__What you have to do__: Copy the lines of the records below word for word, from the line with "Reviewer note: every instance of the overcast" to the line with "[[389, 204]]", including both of those lines.

:: Input records

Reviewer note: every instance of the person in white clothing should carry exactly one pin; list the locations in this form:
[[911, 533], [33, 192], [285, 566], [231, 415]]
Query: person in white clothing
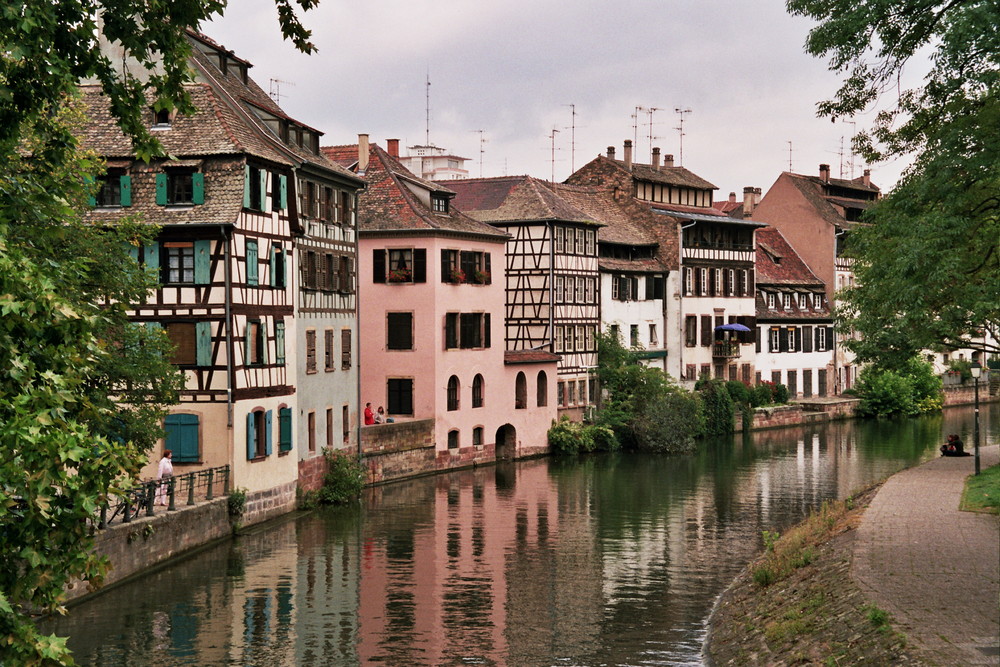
[[164, 473]]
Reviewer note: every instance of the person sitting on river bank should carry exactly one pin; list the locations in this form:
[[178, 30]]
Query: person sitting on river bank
[[953, 447]]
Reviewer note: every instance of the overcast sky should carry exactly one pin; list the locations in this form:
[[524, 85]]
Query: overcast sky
[[511, 68]]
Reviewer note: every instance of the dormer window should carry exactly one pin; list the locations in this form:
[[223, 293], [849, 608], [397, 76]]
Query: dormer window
[[439, 204]]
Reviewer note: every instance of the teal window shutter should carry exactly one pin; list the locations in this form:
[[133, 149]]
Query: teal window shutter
[[182, 437], [268, 446], [251, 438], [279, 343], [151, 256], [126, 189], [246, 186], [285, 430], [161, 189], [202, 262], [252, 266], [198, 187], [203, 343]]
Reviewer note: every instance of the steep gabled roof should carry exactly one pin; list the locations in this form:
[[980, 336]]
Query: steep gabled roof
[[389, 204]]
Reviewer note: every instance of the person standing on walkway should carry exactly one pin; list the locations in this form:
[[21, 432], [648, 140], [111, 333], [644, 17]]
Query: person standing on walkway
[[164, 473]]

::::

__The output__:
Reviewer note: every instance of the overcast sky should carry exactly one pin; list the locations in this form:
[[524, 85]]
Query: overcast sky
[[511, 68]]
Reviewer note: every instance of the dormer window should carry exactly one pin; list the locations in this form:
[[223, 293], [849, 608], [397, 76]]
Query: dormer window
[[439, 204]]
Reviewer note: every instance of the teal window shutter should carry exactly one pin; list the locations in this form:
[[133, 149]]
Query: teal window shutter
[[182, 437], [268, 446], [251, 438], [279, 343], [151, 256], [126, 189], [246, 186], [285, 430], [161, 189], [202, 262], [252, 266], [198, 187], [203, 343]]
Reviewer note: every instance of the steep gabled roof should carry exactly one pin; list the locations in this form:
[[980, 336]]
Query: steep gabled roof
[[389, 204]]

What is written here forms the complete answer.